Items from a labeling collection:

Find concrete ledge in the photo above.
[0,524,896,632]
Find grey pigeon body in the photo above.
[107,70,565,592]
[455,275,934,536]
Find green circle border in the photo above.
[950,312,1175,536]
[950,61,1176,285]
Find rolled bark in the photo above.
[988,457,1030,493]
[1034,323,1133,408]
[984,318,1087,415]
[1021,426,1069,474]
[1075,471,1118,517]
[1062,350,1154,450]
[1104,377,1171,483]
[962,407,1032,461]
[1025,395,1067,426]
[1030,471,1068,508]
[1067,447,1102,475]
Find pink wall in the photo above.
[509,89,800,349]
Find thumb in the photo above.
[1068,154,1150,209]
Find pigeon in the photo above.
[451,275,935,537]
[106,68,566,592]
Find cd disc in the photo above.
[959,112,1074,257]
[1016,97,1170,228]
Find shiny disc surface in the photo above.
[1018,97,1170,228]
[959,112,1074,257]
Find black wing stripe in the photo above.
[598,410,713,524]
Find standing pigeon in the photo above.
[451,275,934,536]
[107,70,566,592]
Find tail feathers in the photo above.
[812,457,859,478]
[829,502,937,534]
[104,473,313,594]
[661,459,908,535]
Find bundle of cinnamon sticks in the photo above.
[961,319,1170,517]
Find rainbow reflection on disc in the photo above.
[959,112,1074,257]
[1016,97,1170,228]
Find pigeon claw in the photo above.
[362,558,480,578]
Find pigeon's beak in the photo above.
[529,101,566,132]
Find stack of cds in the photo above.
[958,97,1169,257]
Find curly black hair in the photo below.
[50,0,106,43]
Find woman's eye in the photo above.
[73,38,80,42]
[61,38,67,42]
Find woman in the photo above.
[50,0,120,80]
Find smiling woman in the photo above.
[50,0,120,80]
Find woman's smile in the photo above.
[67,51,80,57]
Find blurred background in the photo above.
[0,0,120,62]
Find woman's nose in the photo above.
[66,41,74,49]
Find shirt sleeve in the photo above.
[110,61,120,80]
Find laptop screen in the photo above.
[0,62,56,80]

** DIRECTIONS **
Give every line of the records above as a JSON list of strings, one string per line, with blank lines left out.

** THE REPLY **
[
  "Find concrete ledge in the photo above.",
  "[0,524,896,632]",
  "Find grey pigeon body in the photo above.",
  "[107,70,565,592]",
  "[455,275,934,536]",
  "Find green circle border in the photo above.",
  "[950,312,1175,536]",
  "[950,61,1176,285]",
  "Find rolled bark in the photo above.",
  "[988,457,1030,493]",
  "[1034,323,1133,408]",
  "[984,318,1087,415]",
  "[1021,426,1069,474]",
  "[1075,471,1118,517]",
  "[1062,350,1154,450]",
  "[1104,377,1171,483]",
  "[962,407,1032,461]",
  "[1025,395,1067,426]",
  "[1030,471,1068,508]",
  "[1067,447,1102,475]",
  "Find pink wall in the photo above.",
  "[509,89,800,349]",
  "Find thumb in the photo above.",
  "[1068,154,1150,209]",
  "Find pigeon in the photo above.",
  "[451,275,935,537]",
  "[106,68,566,592]",
  "Find cd disc in the photo above.",
  "[959,112,1074,257]",
  "[1016,97,1170,228]",
  "Find shiny disc surface in the photo above.",
  "[1018,97,1170,228]",
  "[959,112,1074,257]",
  "Find black wing stripe in the photo above.",
  "[598,410,713,524]",
  "Find standing pigeon in the photo above.",
  "[451,275,934,536]",
  "[107,70,566,592]",
  "Find tail feathers in the photo above.",
  "[812,457,859,478]",
  "[829,502,937,534]",
  "[104,473,313,594]",
  "[661,459,908,535]",
  "Find bundle of cinnamon sticks in the photo above.",
  "[961,319,1170,517]",
  "Find rainbow reflection on disc in the photo above.",
  "[959,112,1074,257]",
  "[1016,97,1170,228]",
  "Find pigeon claw in the photo above.",
  "[362,558,480,578]",
  "Find pigeon's beak in the photo above.",
  "[529,101,566,132]",
  "Find stack of cds in the photo above.",
  "[958,97,1169,257]",
  "Find curly black hair in the photo below.",
  "[50,0,106,43]",
  "Find woman's eye in the photo above.",
  "[73,38,80,42]",
  "[61,38,67,42]",
  "Find woman in the photo above.",
  "[50,0,120,80]",
  "Find smiling woman in the photo above.",
  "[50,0,120,80]",
  "Find woman's smile in the photo above.",
  "[67,51,80,57]",
  "Find blurred background in the photo above.",
  "[0,0,120,62]",
  "Find woman's nose in the photo above.",
  "[66,41,74,49]",
  "Find shirt sleeve in the photo above.",
  "[110,61,120,80]",
  "Find laptop screen in the photo above.",
  "[0,62,56,80]"
]